_Job:_
Rewrite the material below with every "rough mask" changed to "coarse mask" and nothing else altered, and leave the pictures out of your answer.

══ Provided records ══

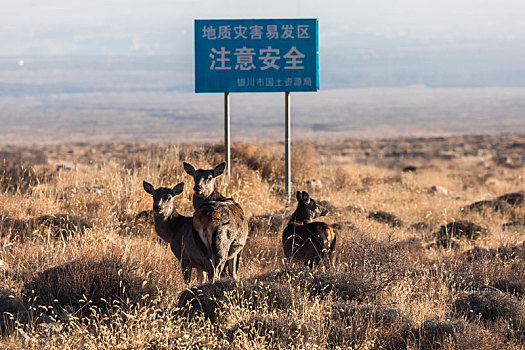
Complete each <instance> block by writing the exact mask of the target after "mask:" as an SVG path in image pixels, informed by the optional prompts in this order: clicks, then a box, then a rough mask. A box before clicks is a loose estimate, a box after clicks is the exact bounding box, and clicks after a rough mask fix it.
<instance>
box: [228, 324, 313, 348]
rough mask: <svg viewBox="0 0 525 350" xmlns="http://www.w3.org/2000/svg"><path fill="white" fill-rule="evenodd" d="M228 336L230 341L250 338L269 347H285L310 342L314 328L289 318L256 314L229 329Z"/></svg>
mask: <svg viewBox="0 0 525 350" xmlns="http://www.w3.org/2000/svg"><path fill="white" fill-rule="evenodd" d="M227 336H228V338H229V340H230V341H235V340H239V341H241V340H245V339H248V340H249V341H251V342H257V343H258V344H264V345H265V347H267V348H271V349H276V348H283V349H284V348H290V347H291V346H293V347H300V346H301V345H302V344H304V343H306V342H308V338H310V337H311V336H312V330H311V329H309V328H308V327H306V326H305V325H301V326H300V325H298V324H297V323H296V322H295V321H293V320H291V319H288V318H276V317H261V316H255V317H252V318H250V319H249V320H246V321H242V322H239V323H237V324H236V325H235V326H233V327H232V328H231V329H229V330H228V332H227Z"/></svg>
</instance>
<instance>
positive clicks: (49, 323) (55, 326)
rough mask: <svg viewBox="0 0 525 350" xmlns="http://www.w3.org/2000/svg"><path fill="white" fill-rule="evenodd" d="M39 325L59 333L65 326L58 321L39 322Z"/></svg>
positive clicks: (44, 330)
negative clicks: (41, 322)
mask: <svg viewBox="0 0 525 350" xmlns="http://www.w3.org/2000/svg"><path fill="white" fill-rule="evenodd" d="M38 327H39V328H40V329H42V330H44V331H47V332H57V333H58V332H60V331H61V330H62V328H64V327H63V326H62V325H61V324H60V323H58V322H43V323H39V324H38Z"/></svg>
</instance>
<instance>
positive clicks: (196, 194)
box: [183, 162, 226, 210]
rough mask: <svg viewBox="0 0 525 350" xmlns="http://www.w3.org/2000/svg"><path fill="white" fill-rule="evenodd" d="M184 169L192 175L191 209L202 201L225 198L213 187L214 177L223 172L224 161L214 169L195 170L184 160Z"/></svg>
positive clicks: (200, 203) (221, 198)
mask: <svg viewBox="0 0 525 350" xmlns="http://www.w3.org/2000/svg"><path fill="white" fill-rule="evenodd" d="M183 165H184V170H185V171H186V173H188V175H190V176H191V177H193V181H194V183H195V185H194V186H193V209H195V210H197V209H199V208H200V206H201V205H203V204H204V203H208V202H211V201H221V200H224V199H226V197H224V196H223V195H222V194H220V193H219V191H217V189H216V188H215V178H217V176H220V175H222V173H224V168H225V167H226V162H222V163H221V164H219V165H217V166H216V167H215V168H214V169H199V170H195V168H194V167H193V165H191V164H189V163H186V162H184V163H183Z"/></svg>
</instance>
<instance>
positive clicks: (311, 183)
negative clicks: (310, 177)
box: [306, 179, 323, 190]
mask: <svg viewBox="0 0 525 350" xmlns="http://www.w3.org/2000/svg"><path fill="white" fill-rule="evenodd" d="M306 185H307V186H308V187H310V189H312V190H320V189H321V188H323V183H322V182H321V180H318V179H311V180H306Z"/></svg>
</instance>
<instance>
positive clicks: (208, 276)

═══

_Result:_
Complete each <instance> block by writing the exact mask of the target after "mask:" as an SVG path in image pixels, informed by the optional prompts in this order: clicks, then a box, then a coarse mask. A box before clicks is a loose estimate, a box after clicks is the exact bounding box, and clicks after a coarse mask fix it.
<instance>
box: [228, 324, 313, 348]
coarse mask: <svg viewBox="0 0 525 350" xmlns="http://www.w3.org/2000/svg"><path fill="white" fill-rule="evenodd" d="M228 336L230 341L250 338L269 347H285L310 342L314 328L289 318L256 314L229 329Z"/></svg>
mask: <svg viewBox="0 0 525 350" xmlns="http://www.w3.org/2000/svg"><path fill="white" fill-rule="evenodd" d="M227 336H228V338H229V340H230V341H235V340H239V341H241V340H245V339H248V340H249V341H251V342H257V343H258V344H264V345H265V347H267V348H271V349H276V348H283V349H284V348H290V347H291V346H293V347H300V346H301V345H302V344H304V343H306V342H308V338H310V337H311V336H312V330H311V329H309V328H308V327H306V326H305V325H301V326H300V325H298V324H297V323H296V322H295V321H293V320H291V319H288V318H276V317H261V316H255V317H252V318H250V319H249V320H246V321H242V322H239V323H237V324H236V325H235V326H233V327H232V328H231V329H229V330H228V332H227Z"/></svg>
</instance>
<instance>
positive clicks: (49, 323) (55, 326)
coarse mask: <svg viewBox="0 0 525 350" xmlns="http://www.w3.org/2000/svg"><path fill="white" fill-rule="evenodd" d="M39 325L59 333L65 326L58 321L39 322Z"/></svg>
positive clicks: (44, 330)
negative clicks: (41, 322)
mask: <svg viewBox="0 0 525 350" xmlns="http://www.w3.org/2000/svg"><path fill="white" fill-rule="evenodd" d="M38 327H39V328H40V329H42V330H44V331H47V332H57V333H58V332H60V331H61V330H62V328H64V327H63V326H62V325H61V324H60V323H58V322H43V323H39V324H38Z"/></svg>
</instance>
<instance>
positive clicks: (196, 194)
box: [183, 162, 226, 210]
coarse mask: <svg viewBox="0 0 525 350" xmlns="http://www.w3.org/2000/svg"><path fill="white" fill-rule="evenodd" d="M184 169L192 175L191 209L202 201L225 198L213 187L214 177L223 172L224 161L214 169L195 170L184 160Z"/></svg>
positive clicks: (200, 203) (221, 198)
mask: <svg viewBox="0 0 525 350" xmlns="http://www.w3.org/2000/svg"><path fill="white" fill-rule="evenodd" d="M183 165H184V170H185V171H186V173H188V175H190V176H191V177H193V181H194V183H195V185H194V186H193V209H195V210H197V209H199V208H200V206H201V205H203V204H204V203H208V202H211V201H221V200H224V199H226V197H224V196H223V195H222V194H220V193H219V191H217V189H216V188H215V178H217V176H220V175H222V173H224V168H225V167H226V162H222V163H221V164H219V165H217V166H216V167H215V168H214V169H199V170H195V168H194V167H193V165H191V164H189V163H186V162H184V163H183Z"/></svg>
</instance>
<instance>
positive clicks: (311, 183)
negative clicks: (310, 177)
box: [306, 179, 323, 190]
mask: <svg viewBox="0 0 525 350" xmlns="http://www.w3.org/2000/svg"><path fill="white" fill-rule="evenodd" d="M306 185H307V186H308V187H310V189H312V190H320V189H321V188H323V183H322V182H321V180H318V179H311V180H306Z"/></svg>
</instance>
<instance>
positive clicks: (208, 276)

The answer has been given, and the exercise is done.